Set down all of the data that follows word for word, without the images.

(Referring expression data)
*****

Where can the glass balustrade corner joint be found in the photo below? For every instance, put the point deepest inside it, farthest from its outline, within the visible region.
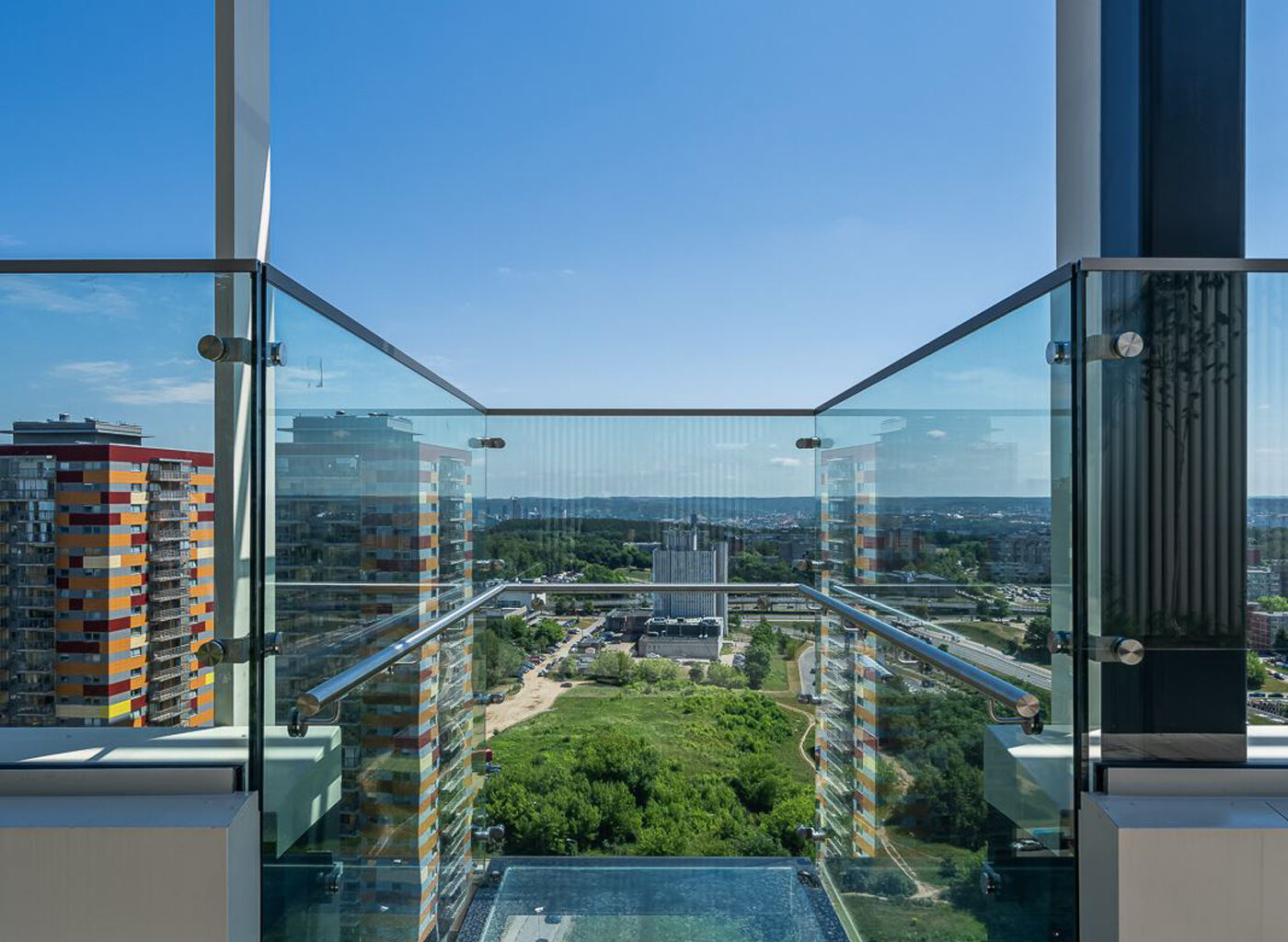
(303, 713)
(238, 350)
(1126, 346)
(1029, 714)
(235, 649)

*****

• **Response to the exercise**:
Where can the glass balustrade corner joint be found in the photo below? For every instance, put the point deepest inside it, farthest from its outline, within the visible region.
(303, 713)
(238, 350)
(1126, 346)
(1029, 714)
(235, 649)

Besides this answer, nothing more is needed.